The maternal figure which accompanies the pity figure of the ‘egg’ is rather vaguer: few declare themselves ‘hens’. Trans women introduced the term ‘egg’ as a modest gesture towards maternal humility: rather than carving another’s womanhood, drawing a new gender into being tabula rasa, the process suggested is a gentle and warming one: allowing the form that was gestating itself (for untold years) to emerge of its own volition, with tentative pecks.

Without question, the ‘egg’ meme contains a powerful teleological normativity of its own: the assumption is that trans womanhood lurks beneath the surface of many lives, simply biding its time to emerge to the surface. In truth the idea that gender is performative rather than expressive has never been ubiquitous among trans women’s circles, just as it has failed to gain traction among almost any group of women. But today the path by which that telos comes to fruition – the work of hatching – remains only suggestively charted.

V. A Confession

To confound the typically expected style of a Marxist Feminist, before making my exit I’ll shoulder the indignity of ‘situating myself’, and showing my own stake in questions around birthing and hatching.

Like many intersex people, I’m unable to take any direct role in triggering a gestational process (either as top or bottom). This leaves me a woman unable to bear a child, traditional terms for this state being: sterile, barren, unfertile. The pejorative edge of these descriptors makes it clear how I’m supposed to feel. And yet, my stubborn inability to carry and birth an infant seems simply one fewer thing to worry about – and a mild relief considering how lengthy that list already is. If there is a hardwired imperative to spawn etched into human, I have somehow found myself a confounding pervert. And Marxist Feminism seems to show me that this does not leave me (in a broader, truer sense of the word) non-reproductive.

(Image point grounding data)
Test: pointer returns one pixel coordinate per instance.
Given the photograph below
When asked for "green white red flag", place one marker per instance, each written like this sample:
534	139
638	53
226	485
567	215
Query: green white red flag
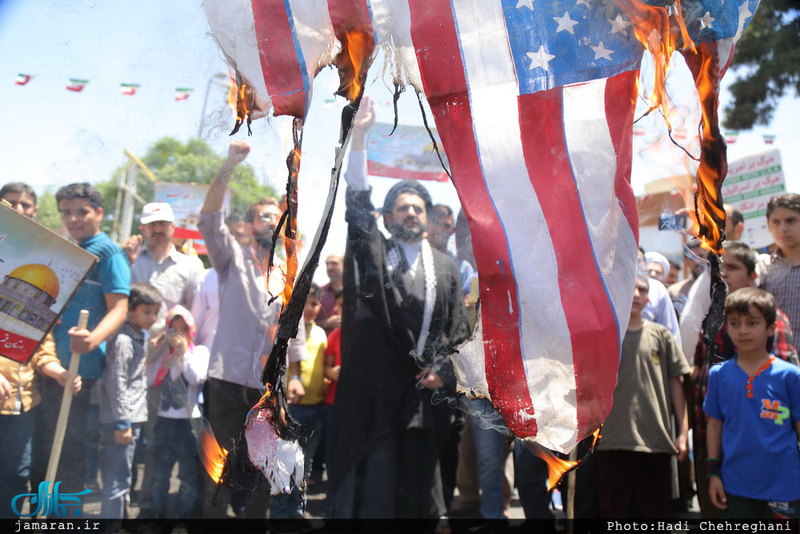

▸ Explore the material
[A] Translate this sentence from the essay on hatching and reproduction into Spanish: "The pejorative edge of these descriptors makes it clear how I’m supposed to feel."
[B] Carry on the essay on hatching and reproduction from the point where it ends.
The data plays no part in what comes next.

▸ Outputs by task
[A] El matiz peyorativo de estos descriptores deja claro cómo se supone que debo sentirme.

[B]
Yet despite my willful dereliction of supposedly unerring biological duties and generative desires, I’m left cold, too, by the callow cocaine-flecked zeal of ‘queer nihilism’ – the puerile appeal to embrace effeteness as a lived reality, and celebrate our lives unflinchingly as ‘the end of the line’. To me there seems a more immediate truth in the dorky metaphors of hatching found in trans culture. As we make our ways through the world, ripples spread much further than we might realise, and the example we’ve set forms a reference for many more than can consciously accept us as ‘role models’ at the time. Even those of us with no time or energy on our hands to serve as wilful mentors for those around us, will yet find ourselves serving as instructive, however much we might blush or frown at being declared ‘inspiring’. Queer survival can never be a passive matter, and the activities required for it will draw us into relation both to the ‘old hands’ and scene queens who have been out for much longer than we are, and those who are left behind us, still in the closet.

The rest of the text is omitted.